(WORK TO BE COMPLETED)
Convert the lines of the items below, from the line containing "[indicate] book on" through the final line, into a JSON list of strings. Use one string per line, include both end lines, and omit blank lines.

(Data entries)
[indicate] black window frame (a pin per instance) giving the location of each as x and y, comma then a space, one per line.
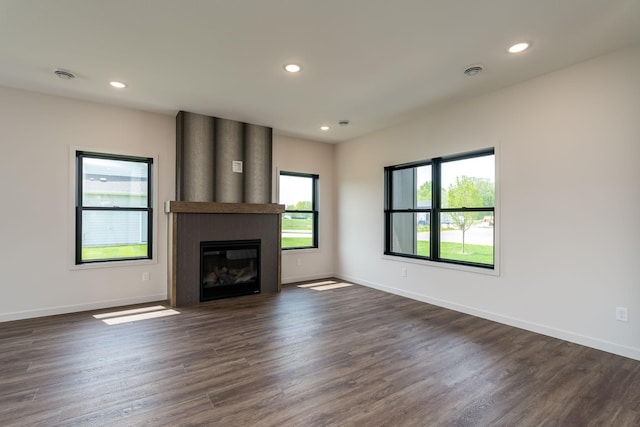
434, 211
81, 154
314, 208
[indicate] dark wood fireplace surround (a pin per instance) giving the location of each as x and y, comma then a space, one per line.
193, 222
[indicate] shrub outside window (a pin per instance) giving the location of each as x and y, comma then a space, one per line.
299, 193
442, 209
113, 208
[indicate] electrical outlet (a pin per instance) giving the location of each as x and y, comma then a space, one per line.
621, 314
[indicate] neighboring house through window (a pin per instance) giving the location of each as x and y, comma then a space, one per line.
442, 209
113, 207
299, 193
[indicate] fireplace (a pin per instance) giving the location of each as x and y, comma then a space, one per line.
229, 268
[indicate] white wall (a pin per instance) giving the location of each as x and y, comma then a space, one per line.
299, 155
36, 215
568, 148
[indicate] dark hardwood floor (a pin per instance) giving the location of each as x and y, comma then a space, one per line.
349, 356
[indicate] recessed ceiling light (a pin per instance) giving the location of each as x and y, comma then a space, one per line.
473, 70
292, 68
64, 74
519, 47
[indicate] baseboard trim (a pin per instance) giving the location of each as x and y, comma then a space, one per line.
610, 347
65, 309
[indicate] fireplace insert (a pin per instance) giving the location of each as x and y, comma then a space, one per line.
229, 268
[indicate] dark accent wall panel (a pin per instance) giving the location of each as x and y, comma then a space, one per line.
229, 148
257, 164
195, 157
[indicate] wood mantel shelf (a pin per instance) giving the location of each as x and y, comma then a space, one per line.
217, 207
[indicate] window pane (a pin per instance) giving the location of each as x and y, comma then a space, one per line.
412, 188
114, 234
410, 233
296, 192
114, 183
297, 230
467, 236
469, 183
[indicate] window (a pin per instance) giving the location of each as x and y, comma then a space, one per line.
299, 194
113, 208
442, 209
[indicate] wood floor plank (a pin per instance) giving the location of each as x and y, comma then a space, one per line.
347, 356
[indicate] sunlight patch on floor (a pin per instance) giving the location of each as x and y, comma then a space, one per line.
126, 316
325, 285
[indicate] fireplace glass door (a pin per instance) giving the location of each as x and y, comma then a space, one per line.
229, 268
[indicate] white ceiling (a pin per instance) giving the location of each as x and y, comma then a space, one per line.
373, 62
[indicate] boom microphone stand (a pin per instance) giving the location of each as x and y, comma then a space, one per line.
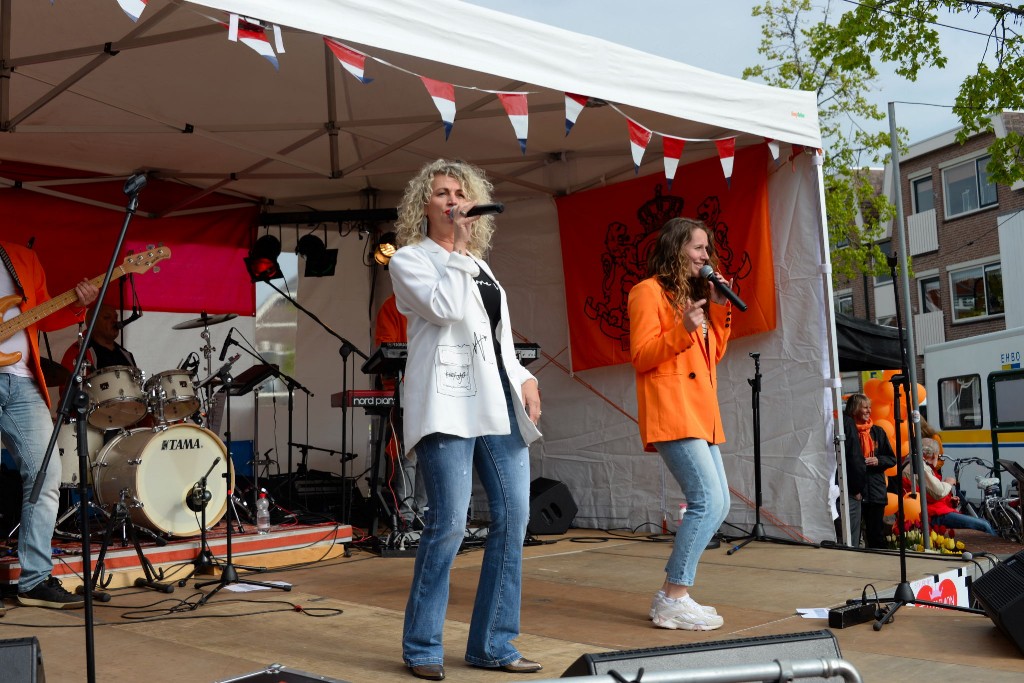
75, 395
228, 574
758, 532
345, 350
904, 594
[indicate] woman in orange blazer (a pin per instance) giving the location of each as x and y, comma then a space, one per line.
677, 337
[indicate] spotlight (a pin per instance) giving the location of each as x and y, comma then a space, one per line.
321, 261
262, 259
385, 249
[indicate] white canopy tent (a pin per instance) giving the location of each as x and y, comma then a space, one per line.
171, 95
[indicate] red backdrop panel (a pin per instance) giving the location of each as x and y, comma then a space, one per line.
76, 241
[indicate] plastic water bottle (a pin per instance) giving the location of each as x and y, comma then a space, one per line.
262, 514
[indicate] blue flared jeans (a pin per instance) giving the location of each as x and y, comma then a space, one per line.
26, 428
696, 465
446, 463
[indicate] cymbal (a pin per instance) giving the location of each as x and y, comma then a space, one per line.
205, 321
54, 373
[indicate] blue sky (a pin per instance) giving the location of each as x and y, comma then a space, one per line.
721, 36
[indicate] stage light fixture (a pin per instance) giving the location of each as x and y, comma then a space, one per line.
321, 261
262, 260
385, 249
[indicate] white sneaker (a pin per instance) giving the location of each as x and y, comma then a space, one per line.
685, 613
660, 596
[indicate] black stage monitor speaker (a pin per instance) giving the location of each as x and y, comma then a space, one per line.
22, 660
1000, 593
759, 649
551, 507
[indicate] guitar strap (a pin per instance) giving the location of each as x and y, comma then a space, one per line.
5, 257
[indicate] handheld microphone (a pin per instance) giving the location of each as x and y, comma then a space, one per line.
227, 342
480, 210
708, 273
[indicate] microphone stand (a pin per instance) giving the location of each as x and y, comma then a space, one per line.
75, 396
205, 561
345, 350
228, 574
292, 384
758, 532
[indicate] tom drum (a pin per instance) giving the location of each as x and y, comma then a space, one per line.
158, 470
116, 397
68, 447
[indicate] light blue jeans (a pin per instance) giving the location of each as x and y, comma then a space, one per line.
957, 520
26, 428
697, 467
445, 464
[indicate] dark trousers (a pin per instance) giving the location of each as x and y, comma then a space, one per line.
875, 527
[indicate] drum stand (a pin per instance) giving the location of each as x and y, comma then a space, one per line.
122, 516
228, 574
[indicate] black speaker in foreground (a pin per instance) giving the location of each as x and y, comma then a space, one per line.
764, 649
551, 507
22, 660
1000, 593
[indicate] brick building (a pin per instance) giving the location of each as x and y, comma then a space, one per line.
966, 243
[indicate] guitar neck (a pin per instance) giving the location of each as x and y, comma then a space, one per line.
33, 315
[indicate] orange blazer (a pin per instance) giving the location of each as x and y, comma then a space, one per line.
30, 271
676, 372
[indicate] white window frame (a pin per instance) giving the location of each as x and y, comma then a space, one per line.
970, 265
955, 164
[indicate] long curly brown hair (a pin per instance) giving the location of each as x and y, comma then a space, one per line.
670, 263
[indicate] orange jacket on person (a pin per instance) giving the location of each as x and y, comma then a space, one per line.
33, 278
676, 374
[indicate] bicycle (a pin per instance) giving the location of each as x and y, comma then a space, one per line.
1003, 512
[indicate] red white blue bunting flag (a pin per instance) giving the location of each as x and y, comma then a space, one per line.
515, 107
639, 139
250, 33
673, 147
352, 60
133, 8
727, 153
443, 96
573, 105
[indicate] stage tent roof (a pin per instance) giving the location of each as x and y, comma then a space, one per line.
170, 95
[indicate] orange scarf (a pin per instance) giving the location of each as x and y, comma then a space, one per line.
866, 442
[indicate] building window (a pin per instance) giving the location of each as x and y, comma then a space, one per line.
967, 187
887, 249
976, 292
924, 197
960, 402
931, 294
844, 304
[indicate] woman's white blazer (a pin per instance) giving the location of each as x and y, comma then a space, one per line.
452, 383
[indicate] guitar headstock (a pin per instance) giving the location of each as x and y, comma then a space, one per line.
145, 260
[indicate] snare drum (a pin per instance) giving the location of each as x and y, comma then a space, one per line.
68, 447
157, 469
172, 390
116, 397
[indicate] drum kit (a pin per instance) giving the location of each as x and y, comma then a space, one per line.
148, 443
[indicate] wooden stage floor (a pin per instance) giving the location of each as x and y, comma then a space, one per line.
587, 592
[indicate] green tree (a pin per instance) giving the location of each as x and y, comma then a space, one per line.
792, 37
905, 33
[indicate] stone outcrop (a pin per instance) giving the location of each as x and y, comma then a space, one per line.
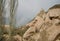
45, 26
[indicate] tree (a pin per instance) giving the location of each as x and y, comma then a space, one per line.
2, 20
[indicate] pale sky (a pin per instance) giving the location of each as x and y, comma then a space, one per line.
28, 9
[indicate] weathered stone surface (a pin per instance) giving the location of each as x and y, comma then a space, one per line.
44, 29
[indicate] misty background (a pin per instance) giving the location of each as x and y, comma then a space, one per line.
28, 9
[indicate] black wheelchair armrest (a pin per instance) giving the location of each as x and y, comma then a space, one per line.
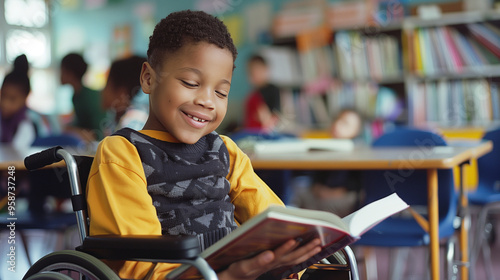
141, 247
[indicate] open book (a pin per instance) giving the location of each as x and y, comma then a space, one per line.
277, 224
302, 145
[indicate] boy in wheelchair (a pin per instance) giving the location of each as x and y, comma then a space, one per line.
177, 176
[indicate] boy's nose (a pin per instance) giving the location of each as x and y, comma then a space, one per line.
205, 97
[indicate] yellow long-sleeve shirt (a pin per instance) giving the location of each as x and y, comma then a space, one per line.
119, 203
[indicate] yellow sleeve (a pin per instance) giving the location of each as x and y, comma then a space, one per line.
249, 194
119, 203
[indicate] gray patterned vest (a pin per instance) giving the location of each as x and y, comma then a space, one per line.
188, 185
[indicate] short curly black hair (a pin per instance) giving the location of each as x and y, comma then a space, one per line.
172, 32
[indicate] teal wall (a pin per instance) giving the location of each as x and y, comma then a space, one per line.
95, 28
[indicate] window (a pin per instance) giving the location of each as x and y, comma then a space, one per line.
25, 29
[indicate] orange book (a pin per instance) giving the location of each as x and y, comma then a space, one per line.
277, 224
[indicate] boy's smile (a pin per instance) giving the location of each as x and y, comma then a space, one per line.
189, 91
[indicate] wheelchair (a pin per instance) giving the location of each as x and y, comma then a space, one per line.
85, 261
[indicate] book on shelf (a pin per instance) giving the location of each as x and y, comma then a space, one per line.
485, 37
277, 224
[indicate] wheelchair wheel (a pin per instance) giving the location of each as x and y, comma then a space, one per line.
49, 275
74, 264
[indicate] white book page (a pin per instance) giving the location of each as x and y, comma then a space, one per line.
365, 218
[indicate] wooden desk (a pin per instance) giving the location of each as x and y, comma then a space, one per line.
363, 158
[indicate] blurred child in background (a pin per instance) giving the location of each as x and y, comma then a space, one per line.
88, 112
337, 191
122, 95
262, 105
17, 126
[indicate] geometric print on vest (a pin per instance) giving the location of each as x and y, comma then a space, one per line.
188, 185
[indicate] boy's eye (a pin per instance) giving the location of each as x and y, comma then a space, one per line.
188, 84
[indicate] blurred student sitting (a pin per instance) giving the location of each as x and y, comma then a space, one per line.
18, 123
336, 191
123, 97
262, 105
88, 113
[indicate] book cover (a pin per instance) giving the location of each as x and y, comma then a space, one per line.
263, 147
277, 224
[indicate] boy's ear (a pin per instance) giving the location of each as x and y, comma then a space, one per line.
147, 76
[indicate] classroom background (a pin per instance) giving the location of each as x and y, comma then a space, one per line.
388, 59
419, 63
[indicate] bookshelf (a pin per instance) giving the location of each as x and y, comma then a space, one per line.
453, 70
443, 72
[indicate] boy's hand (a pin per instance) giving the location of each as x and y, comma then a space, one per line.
286, 255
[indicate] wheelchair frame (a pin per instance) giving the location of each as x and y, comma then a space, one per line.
85, 262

(OUTPUT OF THE TASK)
[
  "[indicate] book on shelf (a pin per instance) giving the location of each as x and y, comma then a space, one per line.",
  "485, 37",
  "277, 224",
  "[indicate] wheelchair wheel (a pin per instance) giving the location of each as x and y, comma then a space, one per line.",
  "49, 275",
  "74, 264",
  "[indicate] white book page (a pin per instance) giving the location of each as x and y, comma then a space, one per line.",
  "365, 218",
  "[indicate] wooden desk (a pin per instance) giving the location of each as x and y, comma then a space, one per line.",
  "363, 158",
  "[indicate] blurred child in background (a pin per instance) giving the location of each as x and y, comma then a space, one per line.",
  "88, 112",
  "337, 191",
  "122, 95",
  "262, 105",
  "17, 126",
  "[indicate] geometric print on vest (a pin per instance) giving the location of each as x and y, comma then a space, one per line.",
  "188, 185",
  "[indicate] boy's eye (a pin per instance) giving the location of each as x and y, comma then a space, one per line.",
  "188, 84",
  "[indicate] blurred student sitting (a pin per instance) giving the location of each as x and y, comma then a space, one per line.",
  "18, 123",
  "336, 191",
  "123, 97",
  "262, 105",
  "88, 113",
  "[indicate] book cover (a pin per instance) giving the location of each as x and y, comma then a space, one per line.",
  "263, 147",
  "277, 224",
  "[indicate] boy's ear (a pin per instance) giving the location of each as x and y, comma then a space, one per line.",
  "147, 76",
  "[indicate] classroom background (a pin per instance) giving the location of each as x and y, comma then a space, one per line.",
  "388, 59",
  "419, 63",
  "[indicate] bookshelf (a pin per instance) giving the location of each as x and y, comma then a space, one per line.",
  "453, 70",
  "443, 72",
  "[indicate] boy's hand (a pin per instance) giving the location of each as x and y, comma then a space, one per line.",
  "286, 255",
  "[indicate] wheelchair frame (a pin per instance) giving the location of each as x and y, comma then a space, one per line.",
  "85, 262"
]